Mount Sinai Awarded $3.4 Million to Study Prostate Cancer in People With HIV

Research will identify improved treatment regimens in understudied patient population

Reno, Nevada ( -- The National Cancer Institute has awarded the Icahn School of Medicine at Mount Sinai a $3.4 million grant to create a model that identifies the best prostate cancer treatment for people with HIV.

This project will use state-of-the-art computer models and data to investigate the natural progression of prostate cancer, and outcomes using various treatments, in people with HIV to identify treatment approaches that work best in this vulnerable group.
“This grant is significant because very little research has been done on the impact of HIV on prostate cancer’s progression and treatment,” said Keith Sigel, MD, PhD, MPH, Professor of Medicine (General Internal Medicine, and Infectious Diseases) at the Icahn School of Medicine at Mount Sinai. “Prostate cancer is an important and understudied cancer for people with HIV. Researchers at Mount Sinai are using a variety of cutting-edge tools to improve our understanding of these two diseases and help manage this cancer better in this population.”
Prostate cancer will be the leading cancer diagnosed in people living with HIV in the next decade as more men with HIV are living longer than ever. Mount Sinai is a national leader in research and treatment for HIV-associated cancer, and this grant will help researchers embark on new, clinically important research for an understudied cancer in this population.

### Task 1
Decide whether each statement below agrees with the Mount Sinai grant announcement, answering yes or no and quoting the deciding words from it.
(a) The grant was awarded by the National Cancer Institute.
(b) Keith Sigel is a Professor of Surgery.
(c) Prostate cancer is expected to become the leading cancer diagnosed in people living with HIV within the next decade.
### Task 2
Please recast the paragraph of the Mount Sinai grant announcement that begins "Prostate cancer will be the leading" as a short list that keeps its main facts.
### Task 3
Carry on the Mount Sinai prostate cancer grant announcement from its final sentence.

### Records from a collection
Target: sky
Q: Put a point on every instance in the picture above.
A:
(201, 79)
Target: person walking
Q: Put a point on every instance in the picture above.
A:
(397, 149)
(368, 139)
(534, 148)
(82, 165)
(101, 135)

### Expected answer 1
(a) Yes: "The National Cancer Institute has awarded the Icahn School of Medicine at Mount Sinai a $3.4 million grant"
(b) No: "Professor of Medicine (General Internal Medicine, and Infectious Diseases)"
(c) Yes: "Prostate cancer will be the leading cancer diagnosed in people living with HIV in the next decade"

### Expected answer 2
- Within the next decade, prostate cancer will be the leading cancer diagnosed in people living with HIV.
- This is because more men with HIV are living longer than ever.
- Mount Sinai is a national leader in research and treatment for HIV-associated cancer.
- The grant will help researchers begin new, clinically important research on this understudied cancer in this population.

### Expected answer 3
Mount Sinai’s existing collaborations with other leading researchers across the country contributed to the award of this grant. Scientists from The University of Texas MD Anderson Cancer Center, Medical University of South Carolina (MUSC) Hollings Cancer Center, and Yale University School of Medicine will collaborate with Mount Sinai researchers on this project.
"There is significant uncertainty regarding how prostate cancer should be managed in persons with HIV. HIV-associated immunosuppression may interfere with disease progression, so persons with localized prostate cancer may have a higher risk of progressing more rapidly to intermediate risk, for example,” said Ashish Deshmukh, PhD, co-leader of the Cancer Control Program at MUSC Hollings Cancer Center. “We don't know differences in quality of life and whether HIV-associated comorbidities may affect outcomes.”
Elizabeth Chiao, MD, Professor of Epidemiology at MD Anderson, added, "Recent advances in surgery, radiation therapy, and chemotherapy have greatly enhanced prostate cancer care. Yet, a data gap exists regarding its management and outcomes in HIV-positive men. We are excited to build on our collaborative research efforts to provide evidence-based best practice guidance for men living with HIV and prostate cancer.”